* УКАЗАНИЕ:
Выпишите из отрывка о заседании Идеологической комиссии всё, начиная со слов «Состоялась она между» и до слов «министра иностранных дел.)» включительно.

Первая встреча прошла через две недели после погрома в Манеже 17 декабря 1962 г. Вторая – три месяца спустя, в марте 1963 г.
Но была еще одна, третья встреча, не такая громкая, о которой не то что таких красочных рассказов, но даже просто упоминаний в литературе я никогда не встречал.
Состоялась она между теми двумя, 24 декабря 1962 г., и называлась скромно: «Заседание Идеологической комиссии ЦК КПСС с участием молодых писателей, художников, композиторов, творческих работников кино и театров Москвы».
Вот там, на этой скромной, незаметной встрече, оказались и мы с Булатом.
Главным там был не сам пахан, а его доверенное лицо – Леонид Федорович Ильичёв, тогдашний секретарь ЦК по идеологии, претендовавший при Хрущёве на ту роль, которую при Сталине играл Жданов. (Окончательно утвердиться в этой роли ему не удалось: пал вместе с Хрущёвым, после отставки которого был отправлен на мало что значащую должность заместителя министра иностранных дел.)
В отличие от разнуздавшегося, распоясавшегося, сорвавшего все тормоза и давшего полную волю попёршему из него хамству Хрущёва, Леонид Фёдорович держался мягко, обходительно. Но смысл его речей и всего мероприятия был тот же, что был явлен на той, главной, что ей предшествовала. Все было точь-в-точь, как в сочиненной по горячим следам тех событий песне Галича:
Ну а наша с ним встреча (лучше сказать – судилище) проходила по давно заведенному, хорошо отработанному ритуалу.
Сперва доклад (или короткая вступительная речь) «вертухая». Потом – покаянные речи тех, к кому его назидания (хамские, угрожающие или мягкие, увещевающие – это неважно) были обращены. Ну и напоследок – еще одна, заключительная речь всё того же «вертухая».

* ИЗВЛЕЧЁННЫЕ ЗАПИСИ:
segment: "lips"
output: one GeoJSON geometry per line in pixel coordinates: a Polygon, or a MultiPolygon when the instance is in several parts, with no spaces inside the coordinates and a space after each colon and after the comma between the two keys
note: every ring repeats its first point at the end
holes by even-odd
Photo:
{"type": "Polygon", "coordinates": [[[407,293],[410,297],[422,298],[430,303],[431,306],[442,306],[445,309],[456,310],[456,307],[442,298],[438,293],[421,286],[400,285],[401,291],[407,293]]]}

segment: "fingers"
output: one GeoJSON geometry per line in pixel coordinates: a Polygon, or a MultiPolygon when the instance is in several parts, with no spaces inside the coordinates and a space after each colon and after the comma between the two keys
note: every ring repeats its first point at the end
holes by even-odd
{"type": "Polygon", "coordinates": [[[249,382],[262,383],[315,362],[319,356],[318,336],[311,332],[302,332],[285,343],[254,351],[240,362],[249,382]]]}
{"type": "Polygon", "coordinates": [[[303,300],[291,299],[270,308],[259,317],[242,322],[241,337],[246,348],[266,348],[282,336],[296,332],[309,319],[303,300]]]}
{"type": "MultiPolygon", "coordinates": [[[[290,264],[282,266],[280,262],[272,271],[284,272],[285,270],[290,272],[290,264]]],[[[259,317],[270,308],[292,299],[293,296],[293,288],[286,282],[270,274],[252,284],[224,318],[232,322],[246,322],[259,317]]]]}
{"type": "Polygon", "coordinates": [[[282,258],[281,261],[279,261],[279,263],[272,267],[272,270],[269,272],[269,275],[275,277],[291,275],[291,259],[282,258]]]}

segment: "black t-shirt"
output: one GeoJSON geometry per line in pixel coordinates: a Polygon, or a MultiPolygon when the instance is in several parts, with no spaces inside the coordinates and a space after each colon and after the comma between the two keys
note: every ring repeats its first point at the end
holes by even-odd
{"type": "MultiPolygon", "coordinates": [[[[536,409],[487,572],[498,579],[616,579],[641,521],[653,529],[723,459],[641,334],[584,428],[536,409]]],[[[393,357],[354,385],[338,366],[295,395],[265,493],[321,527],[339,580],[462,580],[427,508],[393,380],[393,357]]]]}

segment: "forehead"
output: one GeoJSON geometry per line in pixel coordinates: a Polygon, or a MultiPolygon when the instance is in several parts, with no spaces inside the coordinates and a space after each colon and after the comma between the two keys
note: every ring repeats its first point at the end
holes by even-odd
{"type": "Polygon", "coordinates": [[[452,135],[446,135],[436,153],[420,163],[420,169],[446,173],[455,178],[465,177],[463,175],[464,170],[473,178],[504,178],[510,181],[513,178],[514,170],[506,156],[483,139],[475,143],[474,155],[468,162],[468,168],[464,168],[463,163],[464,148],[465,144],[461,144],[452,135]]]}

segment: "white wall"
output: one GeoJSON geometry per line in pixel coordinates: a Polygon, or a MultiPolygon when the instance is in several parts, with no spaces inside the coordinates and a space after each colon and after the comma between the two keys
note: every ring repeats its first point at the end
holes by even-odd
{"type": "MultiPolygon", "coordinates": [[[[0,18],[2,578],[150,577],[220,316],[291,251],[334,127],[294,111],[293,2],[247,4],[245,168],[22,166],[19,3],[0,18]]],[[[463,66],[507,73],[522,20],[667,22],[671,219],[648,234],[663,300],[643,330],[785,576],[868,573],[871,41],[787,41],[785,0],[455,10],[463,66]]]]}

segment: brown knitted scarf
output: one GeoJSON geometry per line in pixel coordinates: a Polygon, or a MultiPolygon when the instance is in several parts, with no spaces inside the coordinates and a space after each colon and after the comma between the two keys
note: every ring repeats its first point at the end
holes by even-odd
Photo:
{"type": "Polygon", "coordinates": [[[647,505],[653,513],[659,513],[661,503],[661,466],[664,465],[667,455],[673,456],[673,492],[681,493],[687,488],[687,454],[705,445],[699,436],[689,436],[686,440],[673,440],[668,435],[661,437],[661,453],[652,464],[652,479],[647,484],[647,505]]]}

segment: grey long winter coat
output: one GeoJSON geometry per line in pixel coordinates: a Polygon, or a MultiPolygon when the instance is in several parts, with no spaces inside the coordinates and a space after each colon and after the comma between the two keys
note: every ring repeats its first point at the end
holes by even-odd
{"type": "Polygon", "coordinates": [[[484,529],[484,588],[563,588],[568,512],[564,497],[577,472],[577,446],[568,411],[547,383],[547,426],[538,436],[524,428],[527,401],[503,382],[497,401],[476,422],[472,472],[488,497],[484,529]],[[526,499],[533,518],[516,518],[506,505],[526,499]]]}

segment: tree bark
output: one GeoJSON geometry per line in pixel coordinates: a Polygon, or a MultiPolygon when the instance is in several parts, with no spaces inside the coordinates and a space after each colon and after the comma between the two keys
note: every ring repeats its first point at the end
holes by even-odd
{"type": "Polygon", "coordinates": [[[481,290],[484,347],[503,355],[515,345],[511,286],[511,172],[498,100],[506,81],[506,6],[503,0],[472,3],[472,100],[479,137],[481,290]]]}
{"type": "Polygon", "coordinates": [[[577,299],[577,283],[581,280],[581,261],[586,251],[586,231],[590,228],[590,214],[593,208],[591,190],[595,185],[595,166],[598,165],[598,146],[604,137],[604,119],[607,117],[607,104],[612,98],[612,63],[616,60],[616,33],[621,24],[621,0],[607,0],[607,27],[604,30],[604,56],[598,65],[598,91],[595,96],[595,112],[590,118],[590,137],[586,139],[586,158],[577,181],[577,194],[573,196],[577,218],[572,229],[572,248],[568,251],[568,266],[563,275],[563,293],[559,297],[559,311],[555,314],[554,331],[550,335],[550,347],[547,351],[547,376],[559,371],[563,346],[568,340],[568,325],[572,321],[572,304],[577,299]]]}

* РЕЗУЛЬТАТ ВЫПОЛНЕНИЯ:
Состоялась она между теми двумя, 24 декабря 1962 г., и называлась скромно: «Заседание Идеологической комиссии ЦК КПСС с участием молодых писателей, художников, композиторов, творческих работников кино и театров Москвы».
Вот там, на этой скромной, незаметной встрече, оказались и мы с Булатом.
Главным там был не сам пахан, а его доверенное лицо – Леонид Федорович Ильичёв, тогдашний секретарь ЦК по идеологии, претендовавший при Хрущёве на ту роль, которую при Сталине играл Жданов. (Окончательно утвердиться в этой роли ему не удалось: пал вместе с Хрущёвым, после отставки которого был отправлен на мало что значащую должность заместителя министра иностранных дел.)